* OBJETIVO DECLARADO 1: De acordo com o texto sobre a violência contra a juventude negra, onde tem suas raízes a política de extermínio desenvolvida pelo Estado capitalista brasileiro?
* OBJETIVO DECLARADO 2: Devolva, sem alterações, o trecho do texto sobre a violência contra a juventude negra que começa em "A população negra" e vai até "o jovem negro.".

* TEXTO DE ORIGEM:
- - -

Governador do Maranhão, Flávio Dino, participa de evento da Polícia Militar
Rosenverck Estrela Santos, do PSTU Maranhão, Quilombo Raça e Classe e vocalista do grupo de Rap Gíria Vermelha

Rosenverck Estela Santos

A população negra e pobre do Brasil tem convivido com a violência de forma substancial. Assim, quando falamos de violência, vem a nossa cabeça, em especial, jovens negros armados cometendo assaltos e homicídios. Essa é a aparência da violência que historicamente foi construída em nosso país. A violência tem cor e tem rosto para a grande maioria da população brasileira. E isso não é por acaso! Em verdade, temos um projeto de nação construído historicamente que, alicerçado no racismo e em outras formas de discriminação, fez com que nossa percepção de violência fosse extremamente limitada e vinculada explicitamente a um indivíduo determinado: o jovem negro.

No entanto, se olharmos mais de perto, pode-se comprovar que a realidade nos mostra outra face. Ao invés de criminosos naturais do Brasil, a juventude negra é que tem sido vítima de um projeto de genocídio histórico que tem impedido toda uma geração de conseguir construir suas experiências de vida. O Estado capitalista brasileiro, em diferentes contextos, tem desenvolvido uma política de extermínio da juventude negra que tem suas raízes na escravidão e que se funda teoricamente com o nascimento da República que associa princípios escravistas remanescentes da Colônia e do Império com o discurso raciológico, capitalista e eugenista do período republicano.

- - -

* TRECHOS DAS LINHAS:
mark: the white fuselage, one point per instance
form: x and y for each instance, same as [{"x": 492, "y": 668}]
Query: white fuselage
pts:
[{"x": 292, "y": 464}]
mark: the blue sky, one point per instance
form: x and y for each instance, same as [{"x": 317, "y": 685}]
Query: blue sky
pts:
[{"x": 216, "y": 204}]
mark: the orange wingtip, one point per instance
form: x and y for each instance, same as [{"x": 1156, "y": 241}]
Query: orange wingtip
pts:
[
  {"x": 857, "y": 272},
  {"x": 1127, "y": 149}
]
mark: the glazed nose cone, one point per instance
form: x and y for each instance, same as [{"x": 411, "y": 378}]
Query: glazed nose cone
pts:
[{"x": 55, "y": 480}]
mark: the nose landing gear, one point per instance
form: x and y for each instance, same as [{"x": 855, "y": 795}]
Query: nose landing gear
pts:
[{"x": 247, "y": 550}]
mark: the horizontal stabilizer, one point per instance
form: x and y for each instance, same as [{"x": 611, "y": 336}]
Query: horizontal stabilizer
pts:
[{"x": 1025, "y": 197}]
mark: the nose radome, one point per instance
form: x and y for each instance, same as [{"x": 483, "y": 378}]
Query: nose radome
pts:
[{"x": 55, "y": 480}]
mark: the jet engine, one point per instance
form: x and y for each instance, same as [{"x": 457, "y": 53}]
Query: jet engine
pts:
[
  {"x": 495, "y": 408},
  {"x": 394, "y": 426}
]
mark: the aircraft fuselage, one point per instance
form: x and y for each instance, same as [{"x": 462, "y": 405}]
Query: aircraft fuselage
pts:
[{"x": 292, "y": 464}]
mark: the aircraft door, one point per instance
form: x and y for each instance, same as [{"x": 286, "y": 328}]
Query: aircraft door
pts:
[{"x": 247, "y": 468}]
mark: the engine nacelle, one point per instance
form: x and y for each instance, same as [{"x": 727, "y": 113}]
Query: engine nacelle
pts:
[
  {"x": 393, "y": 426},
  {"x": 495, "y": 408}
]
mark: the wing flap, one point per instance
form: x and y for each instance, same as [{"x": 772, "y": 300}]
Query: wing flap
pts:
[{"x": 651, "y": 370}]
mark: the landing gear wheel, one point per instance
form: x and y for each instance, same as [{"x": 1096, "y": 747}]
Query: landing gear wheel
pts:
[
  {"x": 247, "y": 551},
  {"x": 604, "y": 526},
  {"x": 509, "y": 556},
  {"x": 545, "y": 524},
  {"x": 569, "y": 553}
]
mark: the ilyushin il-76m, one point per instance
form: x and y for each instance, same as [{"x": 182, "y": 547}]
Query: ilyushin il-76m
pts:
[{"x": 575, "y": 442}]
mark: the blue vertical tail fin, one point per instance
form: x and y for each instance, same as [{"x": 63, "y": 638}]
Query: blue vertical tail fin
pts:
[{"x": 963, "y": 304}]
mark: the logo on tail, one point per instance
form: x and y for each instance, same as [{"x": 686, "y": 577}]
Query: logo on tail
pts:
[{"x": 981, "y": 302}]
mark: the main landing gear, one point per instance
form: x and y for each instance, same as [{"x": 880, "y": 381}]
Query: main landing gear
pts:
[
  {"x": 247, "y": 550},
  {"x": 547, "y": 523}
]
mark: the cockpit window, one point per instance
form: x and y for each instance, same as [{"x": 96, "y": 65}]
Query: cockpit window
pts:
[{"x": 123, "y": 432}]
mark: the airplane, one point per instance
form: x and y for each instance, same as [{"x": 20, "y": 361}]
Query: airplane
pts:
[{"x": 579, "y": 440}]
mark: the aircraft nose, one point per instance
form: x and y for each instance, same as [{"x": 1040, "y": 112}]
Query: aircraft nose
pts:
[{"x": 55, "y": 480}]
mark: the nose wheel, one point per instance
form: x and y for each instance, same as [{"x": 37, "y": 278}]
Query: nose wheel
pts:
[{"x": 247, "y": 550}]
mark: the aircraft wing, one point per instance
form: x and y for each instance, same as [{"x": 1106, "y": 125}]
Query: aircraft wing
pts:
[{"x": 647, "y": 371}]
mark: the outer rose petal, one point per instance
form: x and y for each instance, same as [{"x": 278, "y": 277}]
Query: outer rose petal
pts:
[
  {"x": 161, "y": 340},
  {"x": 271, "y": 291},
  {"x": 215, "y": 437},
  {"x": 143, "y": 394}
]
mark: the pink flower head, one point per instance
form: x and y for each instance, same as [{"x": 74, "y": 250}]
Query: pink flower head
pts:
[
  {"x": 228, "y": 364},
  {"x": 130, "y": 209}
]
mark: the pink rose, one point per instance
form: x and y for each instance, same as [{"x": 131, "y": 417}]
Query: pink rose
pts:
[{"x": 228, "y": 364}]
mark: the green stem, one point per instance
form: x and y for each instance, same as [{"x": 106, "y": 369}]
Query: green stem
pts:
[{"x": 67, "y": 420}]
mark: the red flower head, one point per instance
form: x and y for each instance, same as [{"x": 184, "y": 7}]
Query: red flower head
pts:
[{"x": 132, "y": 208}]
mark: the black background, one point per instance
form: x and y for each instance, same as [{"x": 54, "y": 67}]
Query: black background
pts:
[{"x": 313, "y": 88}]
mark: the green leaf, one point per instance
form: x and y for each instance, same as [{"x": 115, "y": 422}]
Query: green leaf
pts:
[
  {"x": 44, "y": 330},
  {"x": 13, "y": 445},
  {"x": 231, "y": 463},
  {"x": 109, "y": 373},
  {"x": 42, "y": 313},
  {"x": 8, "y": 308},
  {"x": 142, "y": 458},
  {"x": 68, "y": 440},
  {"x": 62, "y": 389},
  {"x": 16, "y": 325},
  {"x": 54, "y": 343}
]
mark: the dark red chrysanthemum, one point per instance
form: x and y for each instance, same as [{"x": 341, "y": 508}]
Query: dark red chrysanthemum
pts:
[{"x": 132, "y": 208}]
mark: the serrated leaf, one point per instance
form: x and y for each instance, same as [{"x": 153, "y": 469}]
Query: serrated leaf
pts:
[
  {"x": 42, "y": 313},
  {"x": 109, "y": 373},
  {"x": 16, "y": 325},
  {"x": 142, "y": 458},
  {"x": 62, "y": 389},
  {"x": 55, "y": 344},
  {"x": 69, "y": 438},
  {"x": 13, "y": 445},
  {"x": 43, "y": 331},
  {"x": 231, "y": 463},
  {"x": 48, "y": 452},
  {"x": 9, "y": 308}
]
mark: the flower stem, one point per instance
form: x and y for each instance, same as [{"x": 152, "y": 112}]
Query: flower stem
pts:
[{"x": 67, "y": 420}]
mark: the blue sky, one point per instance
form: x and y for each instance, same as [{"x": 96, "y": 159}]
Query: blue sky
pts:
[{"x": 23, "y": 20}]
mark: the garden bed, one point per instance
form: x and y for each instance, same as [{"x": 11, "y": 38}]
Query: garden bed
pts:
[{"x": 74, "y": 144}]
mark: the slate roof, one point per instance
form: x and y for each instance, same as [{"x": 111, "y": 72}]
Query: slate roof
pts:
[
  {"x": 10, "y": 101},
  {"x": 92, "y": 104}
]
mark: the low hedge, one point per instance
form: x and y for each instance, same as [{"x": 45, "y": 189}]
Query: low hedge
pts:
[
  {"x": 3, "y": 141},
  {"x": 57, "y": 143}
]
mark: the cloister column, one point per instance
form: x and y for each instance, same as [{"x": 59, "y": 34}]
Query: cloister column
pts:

- - -

* RESPOSTA CORRETA 1: Na escravidão.

* RESPOSTA CORRETA 2:
A população negra e pobre do Brasil tem convivido com a violência de forma substancial. Assim, quando falamos de violência, vem a nossa cabeça, em especial, jovens negros armados cometendo assaltos e homicídios. Essa é a aparência da violência que historicamente foi construída em nosso país. A violência tem cor e tem rosto para a grande maioria da população brasileira. E isso não é por acaso! Em verdade, temos um projeto de nação construído historicamente que, alicerçado no racismo e em outras formas de discriminação, fez com que nossa percepção de violência fosse extremamente limitada e vinculada explicitamente a um indivíduo determinado: o jovem negro.